[LISTED ENTRIES Boundary: Start]

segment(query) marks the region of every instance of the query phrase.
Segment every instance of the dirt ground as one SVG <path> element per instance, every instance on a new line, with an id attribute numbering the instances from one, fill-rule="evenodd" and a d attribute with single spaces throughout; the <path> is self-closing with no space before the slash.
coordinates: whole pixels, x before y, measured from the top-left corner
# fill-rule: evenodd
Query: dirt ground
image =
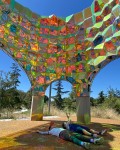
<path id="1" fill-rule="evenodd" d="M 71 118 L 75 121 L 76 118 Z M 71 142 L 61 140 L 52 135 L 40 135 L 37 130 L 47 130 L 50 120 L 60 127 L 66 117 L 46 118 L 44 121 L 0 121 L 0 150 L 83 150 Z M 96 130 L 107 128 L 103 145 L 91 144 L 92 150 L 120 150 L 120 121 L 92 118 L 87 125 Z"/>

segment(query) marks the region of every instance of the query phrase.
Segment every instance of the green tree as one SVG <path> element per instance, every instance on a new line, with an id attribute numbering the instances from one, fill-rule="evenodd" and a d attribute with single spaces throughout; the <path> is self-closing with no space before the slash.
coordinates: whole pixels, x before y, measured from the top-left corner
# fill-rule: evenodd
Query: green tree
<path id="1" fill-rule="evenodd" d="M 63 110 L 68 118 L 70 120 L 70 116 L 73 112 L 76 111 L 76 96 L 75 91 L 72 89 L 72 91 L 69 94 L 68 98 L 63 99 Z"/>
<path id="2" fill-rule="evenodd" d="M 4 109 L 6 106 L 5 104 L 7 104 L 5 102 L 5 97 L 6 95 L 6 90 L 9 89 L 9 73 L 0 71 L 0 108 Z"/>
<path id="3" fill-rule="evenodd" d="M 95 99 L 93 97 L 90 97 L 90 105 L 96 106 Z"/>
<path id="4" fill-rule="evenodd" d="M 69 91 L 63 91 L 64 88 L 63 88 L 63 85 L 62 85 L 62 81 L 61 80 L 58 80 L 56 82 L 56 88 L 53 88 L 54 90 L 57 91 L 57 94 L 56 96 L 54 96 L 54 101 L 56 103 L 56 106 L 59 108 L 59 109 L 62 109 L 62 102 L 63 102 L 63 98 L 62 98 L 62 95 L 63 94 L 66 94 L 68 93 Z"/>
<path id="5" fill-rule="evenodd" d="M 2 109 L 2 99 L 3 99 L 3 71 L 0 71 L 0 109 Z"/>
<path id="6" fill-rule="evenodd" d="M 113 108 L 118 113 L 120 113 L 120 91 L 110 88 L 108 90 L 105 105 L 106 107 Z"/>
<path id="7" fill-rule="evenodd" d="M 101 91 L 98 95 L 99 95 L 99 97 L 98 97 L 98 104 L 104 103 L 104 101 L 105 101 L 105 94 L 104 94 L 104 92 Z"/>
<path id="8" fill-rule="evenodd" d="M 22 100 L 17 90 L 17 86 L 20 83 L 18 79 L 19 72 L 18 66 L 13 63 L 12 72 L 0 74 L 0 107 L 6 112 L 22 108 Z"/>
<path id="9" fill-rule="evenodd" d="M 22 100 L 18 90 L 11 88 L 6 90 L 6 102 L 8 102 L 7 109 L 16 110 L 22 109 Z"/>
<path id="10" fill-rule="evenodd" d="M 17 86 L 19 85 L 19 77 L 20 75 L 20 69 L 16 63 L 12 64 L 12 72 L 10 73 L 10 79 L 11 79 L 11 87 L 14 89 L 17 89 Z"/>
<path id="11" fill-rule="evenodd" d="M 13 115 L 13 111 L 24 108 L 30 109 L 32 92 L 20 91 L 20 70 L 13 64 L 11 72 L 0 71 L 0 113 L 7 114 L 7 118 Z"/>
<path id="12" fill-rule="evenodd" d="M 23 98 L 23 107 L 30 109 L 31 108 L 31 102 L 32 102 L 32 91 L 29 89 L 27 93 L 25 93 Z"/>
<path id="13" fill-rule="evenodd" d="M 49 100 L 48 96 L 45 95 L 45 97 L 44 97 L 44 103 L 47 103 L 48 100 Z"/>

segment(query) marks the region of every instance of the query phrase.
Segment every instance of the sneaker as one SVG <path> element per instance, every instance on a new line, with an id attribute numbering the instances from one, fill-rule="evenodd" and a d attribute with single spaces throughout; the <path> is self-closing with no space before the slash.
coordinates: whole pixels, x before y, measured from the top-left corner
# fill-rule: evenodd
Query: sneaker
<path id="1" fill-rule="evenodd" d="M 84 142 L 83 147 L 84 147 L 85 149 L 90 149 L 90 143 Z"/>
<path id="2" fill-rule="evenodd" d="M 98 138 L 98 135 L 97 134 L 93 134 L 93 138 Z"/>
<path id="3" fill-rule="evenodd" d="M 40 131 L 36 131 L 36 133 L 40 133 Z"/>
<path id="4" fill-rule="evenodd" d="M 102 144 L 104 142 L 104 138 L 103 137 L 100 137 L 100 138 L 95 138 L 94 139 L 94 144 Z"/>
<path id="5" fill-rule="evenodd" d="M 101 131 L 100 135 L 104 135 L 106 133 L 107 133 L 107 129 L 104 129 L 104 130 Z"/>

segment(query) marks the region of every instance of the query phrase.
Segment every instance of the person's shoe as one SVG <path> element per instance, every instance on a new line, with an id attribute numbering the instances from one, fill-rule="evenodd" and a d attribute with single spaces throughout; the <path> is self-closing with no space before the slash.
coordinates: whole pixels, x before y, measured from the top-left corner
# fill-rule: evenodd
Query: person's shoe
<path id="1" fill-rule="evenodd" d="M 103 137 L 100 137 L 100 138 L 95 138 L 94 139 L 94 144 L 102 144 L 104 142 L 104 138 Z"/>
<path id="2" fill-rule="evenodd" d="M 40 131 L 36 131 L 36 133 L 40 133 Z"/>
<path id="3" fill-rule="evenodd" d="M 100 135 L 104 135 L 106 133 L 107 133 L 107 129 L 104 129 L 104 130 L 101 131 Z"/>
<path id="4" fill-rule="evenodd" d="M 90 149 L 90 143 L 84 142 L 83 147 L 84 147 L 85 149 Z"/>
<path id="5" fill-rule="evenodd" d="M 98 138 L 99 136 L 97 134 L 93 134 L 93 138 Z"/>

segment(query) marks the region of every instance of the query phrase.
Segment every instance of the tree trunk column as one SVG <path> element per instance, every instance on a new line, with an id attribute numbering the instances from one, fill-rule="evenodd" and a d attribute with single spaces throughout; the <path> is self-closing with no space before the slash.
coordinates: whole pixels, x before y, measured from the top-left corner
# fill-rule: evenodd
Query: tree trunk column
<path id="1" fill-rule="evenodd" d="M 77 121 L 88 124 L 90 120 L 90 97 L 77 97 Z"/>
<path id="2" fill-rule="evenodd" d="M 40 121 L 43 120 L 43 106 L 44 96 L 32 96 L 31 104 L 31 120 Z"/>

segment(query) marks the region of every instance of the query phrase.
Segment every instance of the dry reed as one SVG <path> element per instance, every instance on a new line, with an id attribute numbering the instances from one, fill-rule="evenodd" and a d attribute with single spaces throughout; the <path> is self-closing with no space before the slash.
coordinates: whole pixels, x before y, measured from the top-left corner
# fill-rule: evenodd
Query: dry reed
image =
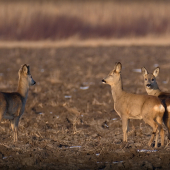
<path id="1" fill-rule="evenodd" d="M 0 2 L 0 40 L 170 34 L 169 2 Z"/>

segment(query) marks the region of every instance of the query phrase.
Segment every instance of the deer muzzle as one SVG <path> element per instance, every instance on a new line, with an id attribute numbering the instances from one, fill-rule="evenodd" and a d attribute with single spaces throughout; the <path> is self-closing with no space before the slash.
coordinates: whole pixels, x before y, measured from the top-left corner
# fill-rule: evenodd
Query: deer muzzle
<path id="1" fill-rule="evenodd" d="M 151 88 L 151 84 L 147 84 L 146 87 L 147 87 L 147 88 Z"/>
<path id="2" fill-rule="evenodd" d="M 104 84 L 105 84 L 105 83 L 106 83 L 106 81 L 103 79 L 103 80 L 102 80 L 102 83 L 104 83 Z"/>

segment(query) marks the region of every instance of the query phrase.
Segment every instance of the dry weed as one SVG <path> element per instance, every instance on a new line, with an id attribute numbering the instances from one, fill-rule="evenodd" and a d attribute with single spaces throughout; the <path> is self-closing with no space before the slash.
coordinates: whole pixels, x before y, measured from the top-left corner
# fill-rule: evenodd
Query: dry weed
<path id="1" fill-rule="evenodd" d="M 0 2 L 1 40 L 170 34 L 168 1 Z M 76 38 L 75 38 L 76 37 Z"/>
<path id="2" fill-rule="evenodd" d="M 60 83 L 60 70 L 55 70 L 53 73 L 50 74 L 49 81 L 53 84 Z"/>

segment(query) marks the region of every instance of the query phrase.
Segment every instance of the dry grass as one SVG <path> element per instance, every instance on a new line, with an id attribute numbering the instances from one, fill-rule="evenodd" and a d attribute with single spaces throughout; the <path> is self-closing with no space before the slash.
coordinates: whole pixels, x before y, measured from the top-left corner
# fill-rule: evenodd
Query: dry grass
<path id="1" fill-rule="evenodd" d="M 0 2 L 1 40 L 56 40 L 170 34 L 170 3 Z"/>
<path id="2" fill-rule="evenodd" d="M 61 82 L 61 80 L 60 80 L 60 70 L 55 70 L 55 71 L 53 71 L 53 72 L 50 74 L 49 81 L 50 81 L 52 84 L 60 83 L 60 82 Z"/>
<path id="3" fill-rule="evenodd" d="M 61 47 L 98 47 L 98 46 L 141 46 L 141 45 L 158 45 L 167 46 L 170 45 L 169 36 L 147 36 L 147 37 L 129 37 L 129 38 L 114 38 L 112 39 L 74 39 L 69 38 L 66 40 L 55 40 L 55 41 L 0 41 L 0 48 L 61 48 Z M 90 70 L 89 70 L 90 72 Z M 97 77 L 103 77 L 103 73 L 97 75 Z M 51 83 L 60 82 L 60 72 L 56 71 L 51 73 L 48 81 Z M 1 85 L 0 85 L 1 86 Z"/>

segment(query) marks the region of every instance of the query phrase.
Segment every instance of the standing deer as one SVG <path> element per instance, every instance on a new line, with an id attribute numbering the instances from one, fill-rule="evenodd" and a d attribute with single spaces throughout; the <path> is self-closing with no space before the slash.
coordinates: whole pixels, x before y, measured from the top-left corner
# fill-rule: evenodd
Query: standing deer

[LISTED ENTRIES Boundary: End]

Look for the string "ground" in the entries above. Copy every line that has it.

Segment every instance of the dirt ground as one SVG <path> element per instance, every instance on a new line, with an id attribute numbering the instances from one, fill-rule="evenodd" and a d attribute with single spaces throughout; the <path> is self-closing with no space before the slash.
Query: dirt ground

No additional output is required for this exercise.